§ **DOCUMENT SEGMENT**:
2.3. Resources to Reduce Anxiety

A growing body of research underscores the efficacy of various media forms in reducing anxiety levels. Music is one of the key resources to reduce anxiety. In a study conducted by Song et al., the investigators concluded that listening to music helps reduce anxiety and pain of patients undergoing a biopsy [15]. Podcasts and meditations practices, particularly those focusing on mindfulness and mental health, provide valuable insights and techniques for anxiety management [16]. Reading informative articles, self-help books, or immersive fiction, offers both an educational and escapist route to calmness [17]. Additionally, video games designed with mindfulness in mind can serve as a unique tool for relaxation [18]. Each of these media types, from auditory to interactive, offers a distinct and accessible pathway to alleviate anxiety symptoms, making them a valuable complement to traditional stress-reduction techniques.

§ **PROVIDED RECORDS**:
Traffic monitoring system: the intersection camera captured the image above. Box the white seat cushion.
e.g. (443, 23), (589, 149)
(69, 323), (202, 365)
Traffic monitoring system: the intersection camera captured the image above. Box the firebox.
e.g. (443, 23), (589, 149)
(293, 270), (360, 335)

--

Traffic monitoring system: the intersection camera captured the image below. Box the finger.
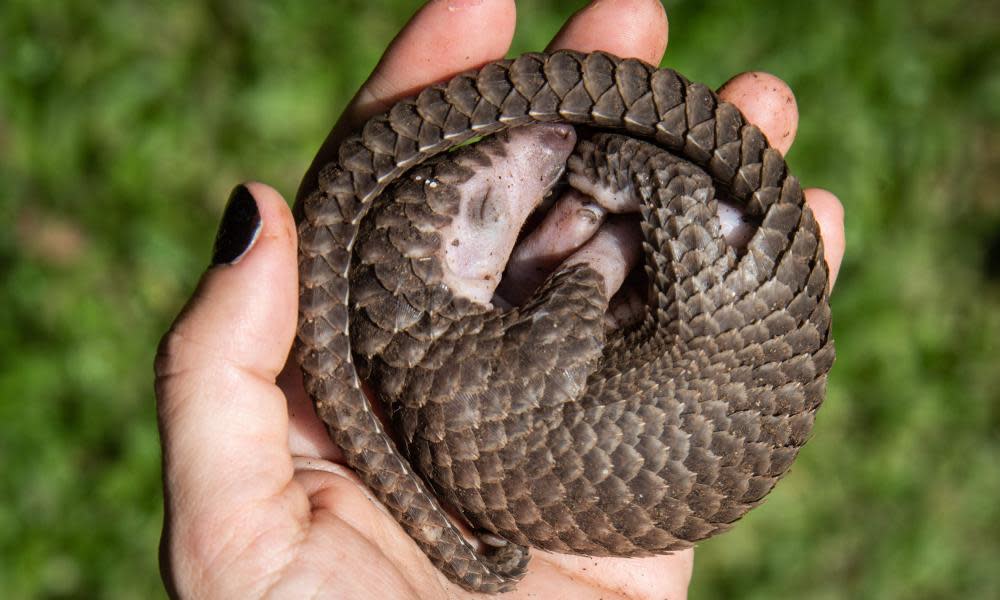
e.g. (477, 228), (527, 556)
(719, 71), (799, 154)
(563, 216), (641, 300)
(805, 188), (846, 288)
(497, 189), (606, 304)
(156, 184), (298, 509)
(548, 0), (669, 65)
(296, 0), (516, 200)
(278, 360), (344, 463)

--

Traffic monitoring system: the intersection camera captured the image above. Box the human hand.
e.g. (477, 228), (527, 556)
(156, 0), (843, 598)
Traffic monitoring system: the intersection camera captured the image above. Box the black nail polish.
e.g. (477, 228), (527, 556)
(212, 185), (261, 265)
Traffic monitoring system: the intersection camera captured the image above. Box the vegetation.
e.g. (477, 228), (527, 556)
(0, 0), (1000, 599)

§ **PROBLEMS TO WORK ON**:
1. Summarize the section on resources to reduce anxiety in two sentences.
2. Please translate this sentence from the section on resources to reduce anxiety into Spanish: "Music is one of the key resources to reduce anxiety."
3. List every kind of reading material named in the section on resources to reduce anxiety.

§ **RESULTS**:
1. Research shows that media such as music, podcasts and meditation practices, reading, and video games designed with mindfulness in mind can help reduce anxiety, and a study by Song et al. found that listening to music reduced anxiety and pain in patients undergoing a biopsy. Each of these media types offers a distinct and accessible pathway to alleviate anxiety symptoms, which makes them a valuable complement to traditional stress-reduction techniques.

2. La música es uno de los recursos clave para reducir la ansiedad.

3.
- Informative articles
- Self-help books
- Immersive fiction